── The data

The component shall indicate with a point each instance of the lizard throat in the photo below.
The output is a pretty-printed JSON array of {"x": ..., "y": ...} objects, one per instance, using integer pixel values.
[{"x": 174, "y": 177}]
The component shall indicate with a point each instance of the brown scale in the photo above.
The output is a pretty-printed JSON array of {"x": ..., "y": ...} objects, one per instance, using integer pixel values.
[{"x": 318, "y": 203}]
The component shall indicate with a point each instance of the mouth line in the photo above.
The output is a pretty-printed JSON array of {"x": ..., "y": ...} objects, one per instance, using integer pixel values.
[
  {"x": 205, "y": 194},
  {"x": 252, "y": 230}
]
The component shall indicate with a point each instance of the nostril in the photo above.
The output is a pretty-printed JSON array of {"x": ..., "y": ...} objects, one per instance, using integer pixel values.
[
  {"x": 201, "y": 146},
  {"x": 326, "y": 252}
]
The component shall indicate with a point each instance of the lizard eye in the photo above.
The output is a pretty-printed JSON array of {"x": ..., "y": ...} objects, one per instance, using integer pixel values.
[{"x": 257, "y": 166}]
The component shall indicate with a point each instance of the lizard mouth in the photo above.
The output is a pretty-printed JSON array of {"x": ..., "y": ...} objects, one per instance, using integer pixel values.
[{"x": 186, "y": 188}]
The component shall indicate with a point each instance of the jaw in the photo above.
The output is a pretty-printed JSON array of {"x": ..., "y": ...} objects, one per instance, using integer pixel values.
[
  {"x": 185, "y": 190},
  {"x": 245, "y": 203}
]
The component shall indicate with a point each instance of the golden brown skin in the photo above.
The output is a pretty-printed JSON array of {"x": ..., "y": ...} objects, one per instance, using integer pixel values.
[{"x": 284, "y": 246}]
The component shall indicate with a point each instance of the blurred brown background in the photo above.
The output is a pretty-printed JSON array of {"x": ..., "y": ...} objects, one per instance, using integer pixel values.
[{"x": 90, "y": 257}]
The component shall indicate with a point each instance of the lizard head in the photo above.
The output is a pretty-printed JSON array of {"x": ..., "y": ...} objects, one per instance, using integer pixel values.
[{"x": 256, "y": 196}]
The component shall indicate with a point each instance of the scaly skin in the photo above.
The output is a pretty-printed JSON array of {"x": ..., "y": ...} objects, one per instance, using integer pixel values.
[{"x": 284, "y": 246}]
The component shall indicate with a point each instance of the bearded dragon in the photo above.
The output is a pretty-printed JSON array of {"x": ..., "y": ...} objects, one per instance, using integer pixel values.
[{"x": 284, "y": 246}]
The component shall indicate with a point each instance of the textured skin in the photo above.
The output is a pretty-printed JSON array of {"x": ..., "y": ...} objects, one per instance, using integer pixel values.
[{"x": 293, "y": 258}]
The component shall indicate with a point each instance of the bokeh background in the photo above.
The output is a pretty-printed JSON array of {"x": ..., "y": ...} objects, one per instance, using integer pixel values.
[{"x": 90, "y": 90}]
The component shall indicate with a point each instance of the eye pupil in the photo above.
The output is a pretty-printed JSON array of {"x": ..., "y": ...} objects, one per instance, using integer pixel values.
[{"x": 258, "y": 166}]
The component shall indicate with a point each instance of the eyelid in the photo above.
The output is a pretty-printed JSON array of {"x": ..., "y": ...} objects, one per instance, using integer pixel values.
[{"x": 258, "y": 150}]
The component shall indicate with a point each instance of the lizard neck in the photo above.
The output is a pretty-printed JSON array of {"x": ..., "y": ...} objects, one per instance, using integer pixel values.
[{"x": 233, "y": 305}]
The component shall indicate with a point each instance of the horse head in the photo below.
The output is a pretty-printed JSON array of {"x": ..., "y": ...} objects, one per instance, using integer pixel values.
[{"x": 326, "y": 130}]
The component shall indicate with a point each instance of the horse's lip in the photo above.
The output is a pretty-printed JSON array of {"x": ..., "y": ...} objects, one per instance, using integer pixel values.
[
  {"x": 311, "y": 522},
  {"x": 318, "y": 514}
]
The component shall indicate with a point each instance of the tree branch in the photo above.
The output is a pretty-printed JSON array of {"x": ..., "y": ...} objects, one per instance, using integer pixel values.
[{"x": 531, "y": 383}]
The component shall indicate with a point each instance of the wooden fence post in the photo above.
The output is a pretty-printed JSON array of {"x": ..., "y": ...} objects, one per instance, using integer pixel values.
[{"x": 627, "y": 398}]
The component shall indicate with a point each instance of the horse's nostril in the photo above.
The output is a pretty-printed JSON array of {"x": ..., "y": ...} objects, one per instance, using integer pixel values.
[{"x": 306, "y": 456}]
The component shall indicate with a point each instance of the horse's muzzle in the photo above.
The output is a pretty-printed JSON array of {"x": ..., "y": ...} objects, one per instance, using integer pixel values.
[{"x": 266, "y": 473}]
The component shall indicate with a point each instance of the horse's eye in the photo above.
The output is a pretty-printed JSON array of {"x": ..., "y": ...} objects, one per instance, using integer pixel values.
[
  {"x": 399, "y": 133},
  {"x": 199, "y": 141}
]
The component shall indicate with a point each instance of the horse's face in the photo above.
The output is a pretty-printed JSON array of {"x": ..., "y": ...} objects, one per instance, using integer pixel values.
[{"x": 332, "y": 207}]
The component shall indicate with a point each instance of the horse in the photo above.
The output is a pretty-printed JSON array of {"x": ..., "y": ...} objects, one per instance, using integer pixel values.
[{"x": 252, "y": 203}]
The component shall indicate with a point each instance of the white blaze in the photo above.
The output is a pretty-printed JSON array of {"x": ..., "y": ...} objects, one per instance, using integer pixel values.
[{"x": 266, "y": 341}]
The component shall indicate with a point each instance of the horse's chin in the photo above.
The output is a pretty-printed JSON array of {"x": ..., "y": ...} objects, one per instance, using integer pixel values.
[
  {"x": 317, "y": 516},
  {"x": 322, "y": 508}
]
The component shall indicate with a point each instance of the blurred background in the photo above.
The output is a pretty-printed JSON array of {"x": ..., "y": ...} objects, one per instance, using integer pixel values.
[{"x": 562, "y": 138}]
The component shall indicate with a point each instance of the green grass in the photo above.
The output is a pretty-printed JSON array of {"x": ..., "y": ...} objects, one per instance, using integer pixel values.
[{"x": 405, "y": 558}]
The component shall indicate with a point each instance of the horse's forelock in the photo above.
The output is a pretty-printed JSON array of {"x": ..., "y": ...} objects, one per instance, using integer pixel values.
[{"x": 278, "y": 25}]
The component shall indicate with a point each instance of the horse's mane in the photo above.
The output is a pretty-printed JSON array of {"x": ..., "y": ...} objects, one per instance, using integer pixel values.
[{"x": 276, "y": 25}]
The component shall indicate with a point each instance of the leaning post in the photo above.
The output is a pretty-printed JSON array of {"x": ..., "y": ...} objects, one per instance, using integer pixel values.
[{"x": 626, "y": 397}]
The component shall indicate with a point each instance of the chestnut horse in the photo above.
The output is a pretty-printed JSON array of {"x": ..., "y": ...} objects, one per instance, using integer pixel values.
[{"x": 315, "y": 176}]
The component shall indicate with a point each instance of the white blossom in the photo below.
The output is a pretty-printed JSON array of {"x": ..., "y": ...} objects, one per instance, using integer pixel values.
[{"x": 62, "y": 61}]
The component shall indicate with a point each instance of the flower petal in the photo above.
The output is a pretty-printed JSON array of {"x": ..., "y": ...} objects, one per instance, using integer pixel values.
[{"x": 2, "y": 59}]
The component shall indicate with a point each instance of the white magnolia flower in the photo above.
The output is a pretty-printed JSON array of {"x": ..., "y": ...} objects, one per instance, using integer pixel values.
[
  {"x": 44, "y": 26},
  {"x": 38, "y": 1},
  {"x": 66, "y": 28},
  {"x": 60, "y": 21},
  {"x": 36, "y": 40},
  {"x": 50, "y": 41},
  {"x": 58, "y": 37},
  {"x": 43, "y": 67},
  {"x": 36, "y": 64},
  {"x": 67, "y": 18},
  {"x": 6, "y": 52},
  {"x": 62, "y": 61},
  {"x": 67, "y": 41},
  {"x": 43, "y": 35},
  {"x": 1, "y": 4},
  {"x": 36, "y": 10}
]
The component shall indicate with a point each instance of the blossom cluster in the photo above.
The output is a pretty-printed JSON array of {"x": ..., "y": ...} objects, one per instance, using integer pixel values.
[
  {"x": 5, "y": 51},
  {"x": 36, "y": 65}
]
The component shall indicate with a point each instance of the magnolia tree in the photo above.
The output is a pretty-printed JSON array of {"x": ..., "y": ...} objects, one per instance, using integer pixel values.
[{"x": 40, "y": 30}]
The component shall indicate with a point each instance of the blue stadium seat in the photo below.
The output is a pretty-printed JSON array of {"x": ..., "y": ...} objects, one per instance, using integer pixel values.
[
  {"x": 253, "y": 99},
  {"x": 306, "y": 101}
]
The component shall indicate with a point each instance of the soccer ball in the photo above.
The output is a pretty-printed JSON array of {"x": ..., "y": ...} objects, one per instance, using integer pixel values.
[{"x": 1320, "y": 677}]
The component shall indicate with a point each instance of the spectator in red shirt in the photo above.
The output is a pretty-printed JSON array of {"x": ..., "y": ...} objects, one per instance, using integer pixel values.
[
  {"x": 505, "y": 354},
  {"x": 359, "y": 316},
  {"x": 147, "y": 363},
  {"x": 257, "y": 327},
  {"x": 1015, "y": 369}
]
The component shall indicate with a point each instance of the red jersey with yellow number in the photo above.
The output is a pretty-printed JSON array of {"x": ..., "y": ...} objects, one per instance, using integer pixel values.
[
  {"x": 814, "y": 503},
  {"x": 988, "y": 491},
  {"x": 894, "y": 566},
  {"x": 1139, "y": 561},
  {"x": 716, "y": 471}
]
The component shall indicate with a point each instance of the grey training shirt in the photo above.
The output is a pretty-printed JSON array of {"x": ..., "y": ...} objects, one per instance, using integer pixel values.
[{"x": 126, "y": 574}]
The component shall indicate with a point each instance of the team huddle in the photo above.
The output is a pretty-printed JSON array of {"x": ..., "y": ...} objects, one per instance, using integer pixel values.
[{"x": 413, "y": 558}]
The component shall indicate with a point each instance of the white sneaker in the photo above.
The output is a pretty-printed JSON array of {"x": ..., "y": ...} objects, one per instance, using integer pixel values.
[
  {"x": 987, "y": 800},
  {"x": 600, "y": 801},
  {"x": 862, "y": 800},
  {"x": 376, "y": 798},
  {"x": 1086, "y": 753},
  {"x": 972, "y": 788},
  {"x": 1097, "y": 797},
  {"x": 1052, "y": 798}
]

────

■ Instructions for the task
Look at the records above. Copy every line where the string "background" occurs.

■ Worked solution
The component shall indicate with a point each instance of the blurred brown background in the photo above.
The component shall indicate with a point each instance of the bokeh background in the photo above.
The component shall indicate with a point each instance of the blurred background in the photo above.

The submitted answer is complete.